** SUPPLIED PASSAGE **
*** Block opens ***

Charles Richard Crane (August 7, 1858 – February 15, 1939) was an American businessman and Arabist. His widespread business interests gave him entree into domestic and international political affairs where he enjoyed privileged access to many influential power brokers at the top levels of government. His special arena of interest was Eastern Europe and the Middle East.

==Biography and diplomatic activity==
Crane was the eldest son of plumbing parts mogul, Chicago manufacturer, Richard T. Crane. As a young man, Crane traveled extensively with his friend Charles B. Cory, a leading ornithologist whom Crane had met while visiting Boston. Crane and Cory shared an interest in baseball, and from 1888 to 1892, the pair funded and played on the Hyannis town team in what is now the Cape Cod Baseball League. At Cory and Crane's expense, various well-known professional and amateur players were brought in to play alongside the Hyannis locals. When Cory lost his family's fortune in 1906, Crane purchased Cory's vast collection of bird specimens and donated it to Chicago's Field Museum of Natural History with the stipulation that the museum would employ Cory as permanent curator of the collection.

*** Block closes ***

** MATERIAL SUPPLIED **

*** Block opens ***

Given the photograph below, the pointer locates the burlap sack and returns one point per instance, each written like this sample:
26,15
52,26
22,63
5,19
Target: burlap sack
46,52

*** Block closes ***

** WORK TO COMPLETE **
Answer these using the text on Charles Richard Crane.
(a) What regions were Crane's special arena of interest?
(b) For which town team did Crane and Cory provide funding and also play, and in what years?
(c) What condition did Crane attach to his gift of Cory's bird specimens to the Field Museum of Natural History?
The material that comes after the text is separate from it.

** ANSWER TO THIS EXERCISE **
(a) Eastern Europe and the Middle East.
(b) The Hyannis town team, from 1888 to 1892.
(c) The museum had to employ Cory as permanent curator of the collection.